- Problem to work on -
List each line below that contains the string "green"; case counts.

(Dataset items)

>>>

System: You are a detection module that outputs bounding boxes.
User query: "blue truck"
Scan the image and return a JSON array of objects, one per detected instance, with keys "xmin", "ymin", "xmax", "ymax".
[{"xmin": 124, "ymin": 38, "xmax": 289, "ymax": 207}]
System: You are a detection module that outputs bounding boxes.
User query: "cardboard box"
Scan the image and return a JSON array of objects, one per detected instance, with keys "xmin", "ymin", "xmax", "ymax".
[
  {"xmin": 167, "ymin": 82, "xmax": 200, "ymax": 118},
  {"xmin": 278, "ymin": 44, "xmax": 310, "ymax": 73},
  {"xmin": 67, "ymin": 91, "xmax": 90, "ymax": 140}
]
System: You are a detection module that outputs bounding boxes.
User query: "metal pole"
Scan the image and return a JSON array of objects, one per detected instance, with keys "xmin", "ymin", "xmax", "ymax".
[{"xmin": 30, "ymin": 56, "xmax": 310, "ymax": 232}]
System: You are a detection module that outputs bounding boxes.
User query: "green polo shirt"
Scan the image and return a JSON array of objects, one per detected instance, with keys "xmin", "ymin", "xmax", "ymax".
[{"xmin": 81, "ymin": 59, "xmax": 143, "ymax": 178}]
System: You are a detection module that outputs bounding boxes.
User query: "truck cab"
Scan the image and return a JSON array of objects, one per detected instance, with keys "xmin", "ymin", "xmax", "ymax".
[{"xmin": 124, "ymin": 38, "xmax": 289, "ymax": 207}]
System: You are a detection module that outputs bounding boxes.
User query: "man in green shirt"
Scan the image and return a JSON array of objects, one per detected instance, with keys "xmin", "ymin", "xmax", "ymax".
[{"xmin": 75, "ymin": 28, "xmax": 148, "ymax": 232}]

<<<

- Final result -
User query: "green polo shirt"
User query: "man in green shirt"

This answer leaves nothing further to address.